— Page text —
=== Section Start ===
Of the major vascular systems in the human eye, the choriocapillaris and foetal vasculature of the vitreous, including the hyaloid vasculature, vasa hyaloidea propria and tunica vasculosa lentis, develop first by hemo-vasculogenesis around 4–6 gestational weeks . This is followed by angiogenesis of intermediate choroidal blood vessels, budding from the choriocapillaris . Vasculogenesis of the human retinal vasculature is the last to evolve .
The HA, a branch of the ophthalmic artery, is located in the optic canal and extends from the optic disc to the crystalline lens through the vitreous humour . HA branches throughout the vitreous, forming the vasa hyaloidea propria . This vascular network forms anastomoses with the tunica vasculosa lentis, the vasculature surrounding the lens . The anterior foetal vasculature supplies the developing lens and inner retina with oxygen and nutrients until the retinal vasculature forms .
=== Section End ===
— Assigned task A —
Reproduce the passage on eye vasculature from "Of the major" to "to evolve .".
— Assigned task B —
Resume the passage on eye vasculature, picking up right after its final sentence.

— Information supplied —
=== Section Start ===
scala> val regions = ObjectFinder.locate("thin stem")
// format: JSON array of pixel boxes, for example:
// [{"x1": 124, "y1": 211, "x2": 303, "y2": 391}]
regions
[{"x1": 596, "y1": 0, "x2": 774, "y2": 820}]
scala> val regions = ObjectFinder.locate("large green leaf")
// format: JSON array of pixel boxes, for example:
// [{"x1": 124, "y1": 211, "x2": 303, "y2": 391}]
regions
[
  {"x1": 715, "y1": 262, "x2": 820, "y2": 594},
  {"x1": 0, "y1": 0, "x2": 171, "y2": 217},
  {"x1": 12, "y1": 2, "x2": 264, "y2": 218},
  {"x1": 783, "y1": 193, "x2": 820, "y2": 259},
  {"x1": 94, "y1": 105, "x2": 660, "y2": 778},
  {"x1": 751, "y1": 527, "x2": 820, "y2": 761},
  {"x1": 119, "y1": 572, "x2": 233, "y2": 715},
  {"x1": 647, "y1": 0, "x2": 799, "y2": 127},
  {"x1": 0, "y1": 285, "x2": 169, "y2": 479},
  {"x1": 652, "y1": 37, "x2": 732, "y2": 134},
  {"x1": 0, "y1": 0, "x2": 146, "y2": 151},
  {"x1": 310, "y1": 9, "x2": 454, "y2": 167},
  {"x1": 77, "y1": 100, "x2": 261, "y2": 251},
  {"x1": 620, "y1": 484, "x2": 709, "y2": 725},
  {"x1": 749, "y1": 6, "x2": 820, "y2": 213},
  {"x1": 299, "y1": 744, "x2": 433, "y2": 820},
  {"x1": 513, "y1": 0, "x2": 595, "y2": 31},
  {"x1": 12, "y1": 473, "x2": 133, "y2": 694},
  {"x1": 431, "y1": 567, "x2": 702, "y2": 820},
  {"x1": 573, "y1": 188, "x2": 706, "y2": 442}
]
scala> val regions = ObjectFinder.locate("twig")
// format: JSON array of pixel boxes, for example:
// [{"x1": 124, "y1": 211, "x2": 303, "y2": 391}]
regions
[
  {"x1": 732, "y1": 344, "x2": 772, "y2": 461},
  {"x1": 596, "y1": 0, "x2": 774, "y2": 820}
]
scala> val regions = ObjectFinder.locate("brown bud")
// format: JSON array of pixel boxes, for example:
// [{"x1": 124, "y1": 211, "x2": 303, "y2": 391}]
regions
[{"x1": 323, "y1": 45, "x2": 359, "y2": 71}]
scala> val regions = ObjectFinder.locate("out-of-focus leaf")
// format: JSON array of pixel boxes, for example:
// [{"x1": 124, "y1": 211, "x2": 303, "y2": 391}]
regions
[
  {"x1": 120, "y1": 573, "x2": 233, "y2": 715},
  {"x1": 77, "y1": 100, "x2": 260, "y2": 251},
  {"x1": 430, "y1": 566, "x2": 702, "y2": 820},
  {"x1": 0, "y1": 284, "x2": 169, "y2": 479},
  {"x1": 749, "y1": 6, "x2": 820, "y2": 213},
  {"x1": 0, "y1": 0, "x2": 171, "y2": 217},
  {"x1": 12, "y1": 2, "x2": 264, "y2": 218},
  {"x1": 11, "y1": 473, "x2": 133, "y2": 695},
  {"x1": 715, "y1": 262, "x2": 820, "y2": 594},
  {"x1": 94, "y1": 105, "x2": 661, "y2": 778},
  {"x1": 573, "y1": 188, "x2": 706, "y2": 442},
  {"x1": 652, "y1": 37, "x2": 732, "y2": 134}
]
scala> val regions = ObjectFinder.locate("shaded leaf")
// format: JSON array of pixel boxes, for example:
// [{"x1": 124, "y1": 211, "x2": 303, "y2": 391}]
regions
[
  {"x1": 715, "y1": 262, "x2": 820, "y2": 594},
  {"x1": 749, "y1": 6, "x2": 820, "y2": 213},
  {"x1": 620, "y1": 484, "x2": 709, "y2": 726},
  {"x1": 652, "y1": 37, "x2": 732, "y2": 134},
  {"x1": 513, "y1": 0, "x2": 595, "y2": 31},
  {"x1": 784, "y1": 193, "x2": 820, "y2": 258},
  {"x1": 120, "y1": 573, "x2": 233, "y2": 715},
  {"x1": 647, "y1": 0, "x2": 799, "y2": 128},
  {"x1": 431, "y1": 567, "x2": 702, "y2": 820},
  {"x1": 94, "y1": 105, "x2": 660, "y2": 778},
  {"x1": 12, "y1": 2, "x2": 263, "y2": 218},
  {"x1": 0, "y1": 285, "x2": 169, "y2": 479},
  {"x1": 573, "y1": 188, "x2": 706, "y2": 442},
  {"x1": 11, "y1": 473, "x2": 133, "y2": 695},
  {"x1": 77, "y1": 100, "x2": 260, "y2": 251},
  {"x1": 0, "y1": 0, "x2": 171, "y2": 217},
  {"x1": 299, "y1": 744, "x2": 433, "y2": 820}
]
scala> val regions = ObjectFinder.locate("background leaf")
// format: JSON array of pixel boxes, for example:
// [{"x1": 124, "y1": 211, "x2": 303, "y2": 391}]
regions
=== Section End ===
— Response A —
Of the major vascular systems in the human eye, the choriocapillaris and foetal vasculature of the vitreous, including the hyaloid vasculature, vasa hyaloidea propria and tunica vasculosa lentis, develop first by hemo-vasculogenesis around 4–6 gestational weeks . This is followed by angiogenesis of intermediate choroidal blood vessels, budding from the choriocapillaris . Vasculogenesis of the human retinal vasculature is the last to evolve .

— Response B —
HA is formed by 7 weeks of gestation . The vasculature expands and matures throughout 12 weeks of gestation, and, at this stage, proliferation ensues in both endothelial cells and pericytes . This angiogenic growth is led by the vascular endothelial growth factor (VEGF) mainly secreted by astrocytes . At 13 weeks of gestation, regression and apoptosis of hyaloid vasculature is triggered [1, 10], terminating around the middle of the eighth month of gestation with retinal vasculature almost fully developed . The programmed endothelial cell apoptosis and regression of hyaloid network is facilitated by physical separation of the VEGF-producing cells, due to differentiation of the lens epithelial cells into lens fibre cells and formation of the lenticular capsule , macrophages that secrete factors such as Wnt7b  and neurons [14, 15]. By titrating VEGF in retina, neurons limit angiogenesis through up-regulation of VEGF receptor 2 (VEGFR2), sequestering excessive VEGF [14, 15]. The absence of neuronal VEGFR2 results in misdirected angiogenesis, impeding transition from the foetal to postnatal circulatory network [14, 15].
In a healthy foetus, regression of the HA itself starts at 18 weeks, and by 29 gestational weeks it disappears leaving clear central zone in the vitreous humour, called Cloquet’s canal [3, 5, 16]. The main trunk of the HA finally closes centrally by the end of gestation .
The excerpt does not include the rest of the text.